= Instructions to follow =
In the market discussion, why does the writer think paying $100 a month for energy instead of $400 would help the US economy? Answer in one to three sentences.

= Document extract =
───

I don’t think we need to put millions of people out of work. We are in a better position than Western Europe and China.
We will see lessening demand.
Good points, but are in a much better state than Europe and China And this is not 1931. I keep basically saying the same thing. Yes keep raising interest rates, but at a slightly lower rate which will give us a chance of a lighter recession.My only point: 1931 highs weren’t reached again until the mid 50s. even buying at 45% down in the 1930s meant you had to wait 20 years to get to that number outside of a couple years the market peaked near it before dropping again.
Your approach is called dollar cost averaging. It isn’t a bad approach so long as you can keep buying no matter the price point of entry and exit. This in fact is what drives markets higher until populations decrease happens leaving less people to invest and less profits to be made by companies. Hint: China and Europe. The USA is just over 1:1 and could be in trouble in future generations.
Traditionally it has been a big factor but there are outliers as well. My opinion is this will be an outlier year OR we could have a Q4 bounce with a 2023 drop back to below today's values. Long term- Rs will likely unlock oil allowing us to have more energy independence. I'm not sure if either party wants to build more nuclear. Sadly, we gave the licensing to our best battery/storage tech to CHINA (vanadium redox flow battery). Energy is the key to freeing us up to grow at a lower input cost. If we can pump more oil, build more nuclear, build EV infrastructure (including massive storage), and keep working on alternatives... we should be able to greatly reduce energy input costs. Imagine paying $100/month for all your energy needs vs $400. That $300*12 is now either spent on other items in our economy OR invested in US companies both likely increasing US GDP.

───

= Extracted records =
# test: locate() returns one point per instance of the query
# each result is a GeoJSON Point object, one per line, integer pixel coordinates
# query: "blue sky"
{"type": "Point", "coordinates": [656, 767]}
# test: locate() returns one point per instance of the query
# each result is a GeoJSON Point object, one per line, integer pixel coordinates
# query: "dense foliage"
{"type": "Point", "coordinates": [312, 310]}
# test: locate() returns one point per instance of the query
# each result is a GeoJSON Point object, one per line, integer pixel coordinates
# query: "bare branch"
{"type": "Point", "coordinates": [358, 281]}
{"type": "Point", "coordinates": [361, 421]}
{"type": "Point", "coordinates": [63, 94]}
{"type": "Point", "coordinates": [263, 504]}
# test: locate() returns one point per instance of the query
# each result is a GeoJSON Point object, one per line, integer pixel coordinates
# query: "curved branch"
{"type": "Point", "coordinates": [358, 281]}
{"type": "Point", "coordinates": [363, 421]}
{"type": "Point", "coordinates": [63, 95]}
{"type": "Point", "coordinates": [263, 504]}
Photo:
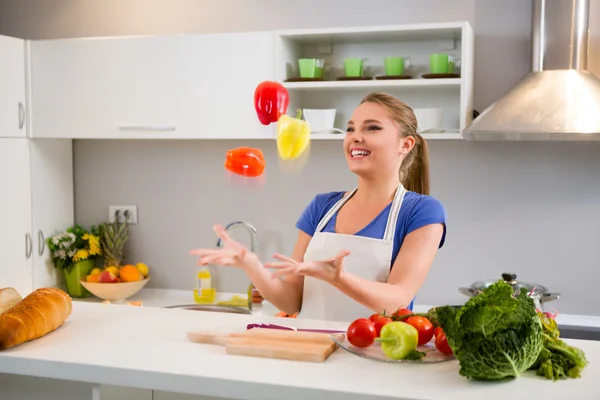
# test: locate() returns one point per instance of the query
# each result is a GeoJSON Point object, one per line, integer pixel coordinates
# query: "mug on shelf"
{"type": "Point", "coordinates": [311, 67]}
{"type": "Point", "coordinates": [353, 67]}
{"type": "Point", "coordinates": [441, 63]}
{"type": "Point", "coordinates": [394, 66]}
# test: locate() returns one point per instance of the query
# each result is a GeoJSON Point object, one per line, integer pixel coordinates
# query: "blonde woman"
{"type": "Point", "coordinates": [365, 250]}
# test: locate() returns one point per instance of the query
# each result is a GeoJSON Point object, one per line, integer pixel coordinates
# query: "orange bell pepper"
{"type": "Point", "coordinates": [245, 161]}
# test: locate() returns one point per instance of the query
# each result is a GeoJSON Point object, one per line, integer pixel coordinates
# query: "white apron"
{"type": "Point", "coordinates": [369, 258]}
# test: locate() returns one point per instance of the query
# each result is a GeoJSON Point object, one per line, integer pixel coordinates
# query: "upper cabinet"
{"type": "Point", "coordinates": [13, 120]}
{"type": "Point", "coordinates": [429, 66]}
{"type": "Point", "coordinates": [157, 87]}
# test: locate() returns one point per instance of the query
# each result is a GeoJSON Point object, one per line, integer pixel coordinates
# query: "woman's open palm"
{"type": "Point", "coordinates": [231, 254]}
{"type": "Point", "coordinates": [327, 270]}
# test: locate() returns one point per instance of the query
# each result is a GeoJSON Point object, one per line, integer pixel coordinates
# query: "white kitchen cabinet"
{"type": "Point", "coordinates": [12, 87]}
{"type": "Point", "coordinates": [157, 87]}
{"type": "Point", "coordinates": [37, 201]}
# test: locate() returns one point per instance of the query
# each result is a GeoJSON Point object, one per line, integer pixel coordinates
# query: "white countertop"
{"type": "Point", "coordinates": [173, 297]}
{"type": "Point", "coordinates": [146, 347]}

───

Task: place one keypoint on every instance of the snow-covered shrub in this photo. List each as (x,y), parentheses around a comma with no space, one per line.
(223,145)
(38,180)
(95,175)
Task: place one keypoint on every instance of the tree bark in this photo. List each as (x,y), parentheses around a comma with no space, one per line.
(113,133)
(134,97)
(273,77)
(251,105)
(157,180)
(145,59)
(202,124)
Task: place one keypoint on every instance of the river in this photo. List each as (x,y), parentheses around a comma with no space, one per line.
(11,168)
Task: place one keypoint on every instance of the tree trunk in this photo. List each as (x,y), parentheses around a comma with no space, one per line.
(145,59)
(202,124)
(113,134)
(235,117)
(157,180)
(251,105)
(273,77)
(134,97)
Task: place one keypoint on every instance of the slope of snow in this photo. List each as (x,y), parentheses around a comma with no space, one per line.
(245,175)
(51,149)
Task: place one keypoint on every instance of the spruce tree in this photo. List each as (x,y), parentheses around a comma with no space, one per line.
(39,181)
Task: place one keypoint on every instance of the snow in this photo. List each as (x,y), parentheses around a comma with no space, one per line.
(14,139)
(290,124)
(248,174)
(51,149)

───

= Answer to this task =
The $300 saved each month, or $300 times 12 over a year, would either be spent on other things in the economy or invested in US companies. The writer says both of these would likely increase US GDP.